__Data provided__
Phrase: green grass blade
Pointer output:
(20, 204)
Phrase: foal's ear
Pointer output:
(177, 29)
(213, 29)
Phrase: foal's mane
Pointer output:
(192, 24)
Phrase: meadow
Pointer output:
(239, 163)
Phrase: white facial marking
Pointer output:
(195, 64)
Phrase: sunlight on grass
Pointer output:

==

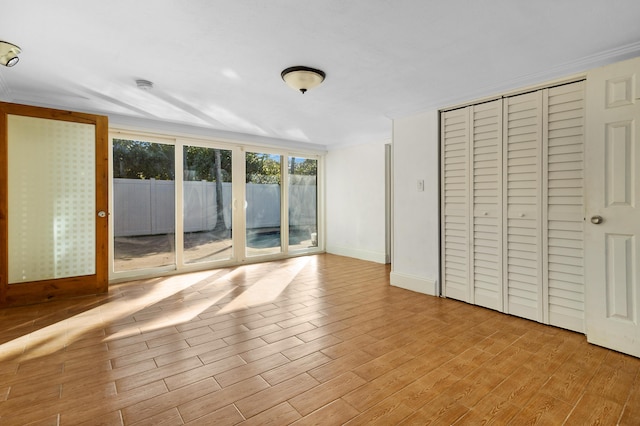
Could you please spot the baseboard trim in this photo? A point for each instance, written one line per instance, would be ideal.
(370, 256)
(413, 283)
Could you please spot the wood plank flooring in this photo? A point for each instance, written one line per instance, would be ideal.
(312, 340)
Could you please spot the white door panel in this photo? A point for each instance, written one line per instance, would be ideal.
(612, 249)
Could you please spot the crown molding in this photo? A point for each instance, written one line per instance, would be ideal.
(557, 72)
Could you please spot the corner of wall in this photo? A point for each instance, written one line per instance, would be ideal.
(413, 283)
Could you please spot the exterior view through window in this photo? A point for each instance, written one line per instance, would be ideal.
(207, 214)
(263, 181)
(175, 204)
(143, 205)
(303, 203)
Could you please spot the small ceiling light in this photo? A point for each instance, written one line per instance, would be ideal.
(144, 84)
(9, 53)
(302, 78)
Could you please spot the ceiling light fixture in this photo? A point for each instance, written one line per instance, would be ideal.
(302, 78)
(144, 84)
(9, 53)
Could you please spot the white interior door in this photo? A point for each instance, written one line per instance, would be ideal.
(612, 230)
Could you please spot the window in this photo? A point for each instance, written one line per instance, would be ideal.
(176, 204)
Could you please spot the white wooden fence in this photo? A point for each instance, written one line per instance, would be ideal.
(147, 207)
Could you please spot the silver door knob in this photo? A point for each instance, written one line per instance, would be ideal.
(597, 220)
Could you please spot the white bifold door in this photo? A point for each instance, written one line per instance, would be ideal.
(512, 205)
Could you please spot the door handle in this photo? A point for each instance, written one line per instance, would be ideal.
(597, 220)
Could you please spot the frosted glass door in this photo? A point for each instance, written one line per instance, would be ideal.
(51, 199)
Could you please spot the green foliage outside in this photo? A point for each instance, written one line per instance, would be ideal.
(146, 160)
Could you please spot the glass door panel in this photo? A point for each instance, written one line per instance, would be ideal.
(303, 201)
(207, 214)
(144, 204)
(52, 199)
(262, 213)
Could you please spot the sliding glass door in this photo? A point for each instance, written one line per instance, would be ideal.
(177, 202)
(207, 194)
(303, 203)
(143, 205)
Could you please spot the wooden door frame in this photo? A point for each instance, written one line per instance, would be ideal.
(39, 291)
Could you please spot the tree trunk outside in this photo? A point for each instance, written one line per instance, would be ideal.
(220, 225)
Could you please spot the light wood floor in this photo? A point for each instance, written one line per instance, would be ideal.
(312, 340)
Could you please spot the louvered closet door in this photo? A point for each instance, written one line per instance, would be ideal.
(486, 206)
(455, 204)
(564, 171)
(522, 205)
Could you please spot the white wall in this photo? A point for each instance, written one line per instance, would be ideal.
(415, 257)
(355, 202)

==

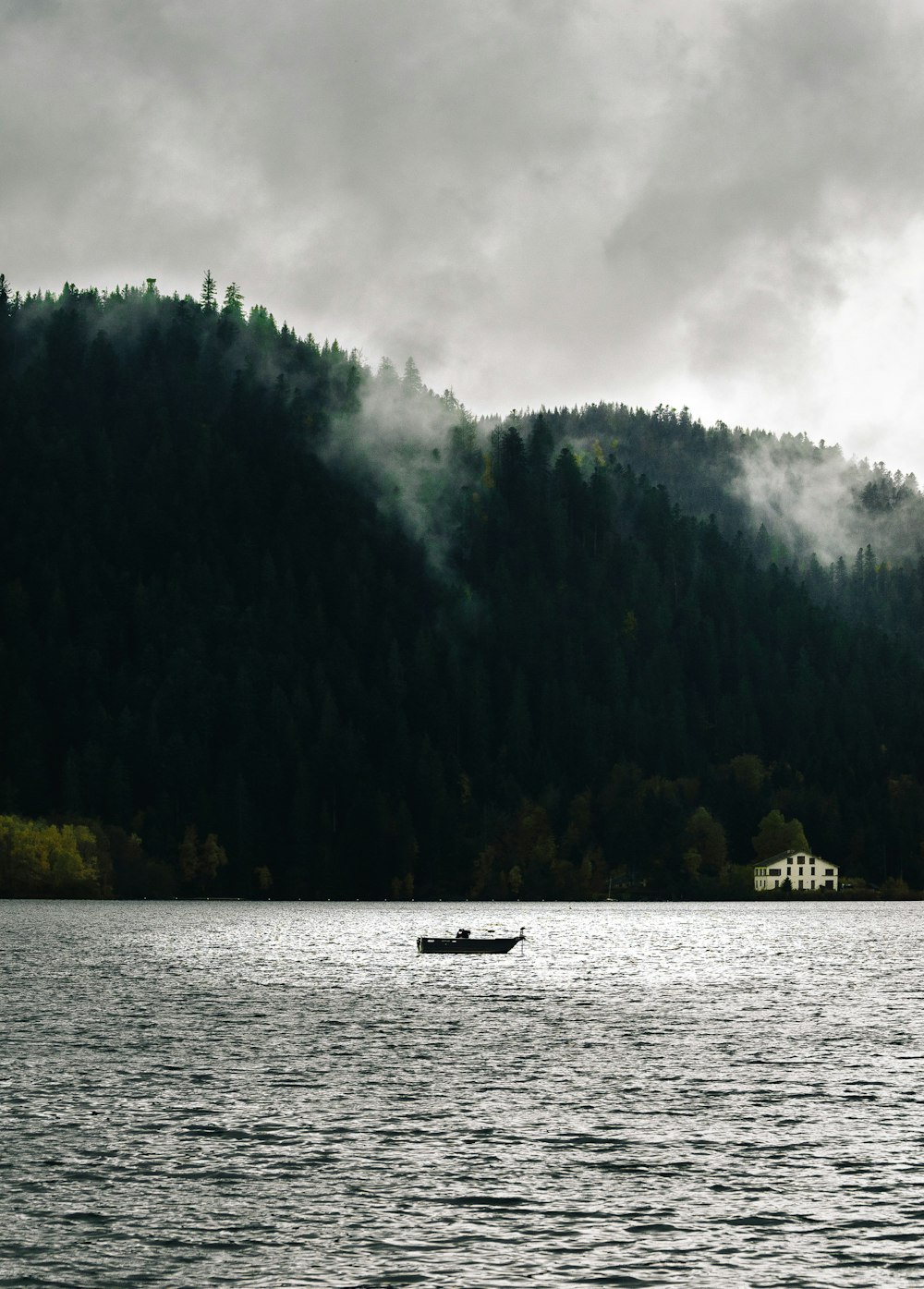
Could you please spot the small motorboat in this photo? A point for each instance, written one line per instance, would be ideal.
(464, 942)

__What the task requires__
Search the data for "grass". Copy each line that has it.

__Output__
Phrase: green grass blade
Phrase: sunlight on grass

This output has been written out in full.